-- Start Given records --
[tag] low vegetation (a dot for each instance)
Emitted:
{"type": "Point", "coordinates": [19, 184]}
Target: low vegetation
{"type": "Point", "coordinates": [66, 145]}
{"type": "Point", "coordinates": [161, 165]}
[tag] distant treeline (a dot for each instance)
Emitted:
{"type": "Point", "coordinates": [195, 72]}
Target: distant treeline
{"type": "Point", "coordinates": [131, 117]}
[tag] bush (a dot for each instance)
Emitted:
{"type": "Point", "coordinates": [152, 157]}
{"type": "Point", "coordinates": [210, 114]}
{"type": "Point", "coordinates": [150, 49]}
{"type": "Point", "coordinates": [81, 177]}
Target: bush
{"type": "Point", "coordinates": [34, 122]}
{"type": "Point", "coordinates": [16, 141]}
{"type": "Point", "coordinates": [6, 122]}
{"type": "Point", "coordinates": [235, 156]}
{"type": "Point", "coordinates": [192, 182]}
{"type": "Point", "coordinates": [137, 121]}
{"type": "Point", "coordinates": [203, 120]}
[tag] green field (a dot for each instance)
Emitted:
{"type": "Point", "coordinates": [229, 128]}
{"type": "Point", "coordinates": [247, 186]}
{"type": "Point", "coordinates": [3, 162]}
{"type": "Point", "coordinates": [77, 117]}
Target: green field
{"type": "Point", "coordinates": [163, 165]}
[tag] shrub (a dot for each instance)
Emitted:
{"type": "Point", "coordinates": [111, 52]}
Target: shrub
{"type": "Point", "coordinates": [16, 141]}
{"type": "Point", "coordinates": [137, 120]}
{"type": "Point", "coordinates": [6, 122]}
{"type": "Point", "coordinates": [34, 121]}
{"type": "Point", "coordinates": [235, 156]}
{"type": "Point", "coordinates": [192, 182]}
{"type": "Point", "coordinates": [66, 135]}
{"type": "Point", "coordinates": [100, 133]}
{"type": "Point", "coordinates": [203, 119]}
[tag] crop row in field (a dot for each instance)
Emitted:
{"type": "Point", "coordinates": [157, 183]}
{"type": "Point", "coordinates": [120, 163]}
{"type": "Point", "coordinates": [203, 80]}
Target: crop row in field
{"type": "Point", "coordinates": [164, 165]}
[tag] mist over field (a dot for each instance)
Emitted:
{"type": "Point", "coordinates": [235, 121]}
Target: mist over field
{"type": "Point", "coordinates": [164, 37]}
-- End Given records --
Restate all of the entries above precisely.

** Answer to this problem **
[tag] low vegetation (a dot for each instance)
Emitted:
{"type": "Point", "coordinates": [19, 184]}
Target: low vegetation
{"type": "Point", "coordinates": [66, 145]}
{"type": "Point", "coordinates": [161, 165]}
[tag] distant treeline (a dot for each instance)
Emitted:
{"type": "Point", "coordinates": [195, 72]}
Target: distant treeline
{"type": "Point", "coordinates": [131, 117]}
[tag] bush (a dot for each instance)
Emitted:
{"type": "Point", "coordinates": [152, 157]}
{"type": "Point", "coordinates": [210, 114]}
{"type": "Point", "coordinates": [150, 49]}
{"type": "Point", "coordinates": [81, 177]}
Target: bush
{"type": "Point", "coordinates": [34, 122]}
{"type": "Point", "coordinates": [16, 141]}
{"type": "Point", "coordinates": [6, 122]}
{"type": "Point", "coordinates": [235, 156]}
{"type": "Point", "coordinates": [192, 182]}
{"type": "Point", "coordinates": [137, 121]}
{"type": "Point", "coordinates": [203, 120]}
[tag] green field (a dot for each instance)
Emitted:
{"type": "Point", "coordinates": [229, 128]}
{"type": "Point", "coordinates": [247, 186]}
{"type": "Point", "coordinates": [3, 162]}
{"type": "Point", "coordinates": [77, 117]}
Target: green field
{"type": "Point", "coordinates": [163, 165]}
[tag] shrub (a dot for each instance)
Emitted:
{"type": "Point", "coordinates": [111, 52]}
Target: shrub
{"type": "Point", "coordinates": [16, 141]}
{"type": "Point", "coordinates": [137, 120]}
{"type": "Point", "coordinates": [6, 122]}
{"type": "Point", "coordinates": [34, 121]}
{"type": "Point", "coordinates": [235, 156]}
{"type": "Point", "coordinates": [192, 182]}
{"type": "Point", "coordinates": [66, 135]}
{"type": "Point", "coordinates": [100, 133]}
{"type": "Point", "coordinates": [203, 119]}
[tag] crop row in field (a dot for each instance)
Emitted:
{"type": "Point", "coordinates": [157, 183]}
{"type": "Point", "coordinates": [120, 163]}
{"type": "Point", "coordinates": [203, 80]}
Target: crop row in field
{"type": "Point", "coordinates": [164, 165]}
[tag] mist over field (a dot for each instance)
Emitted:
{"type": "Point", "coordinates": [235, 121]}
Target: mist over field
{"type": "Point", "coordinates": [164, 37]}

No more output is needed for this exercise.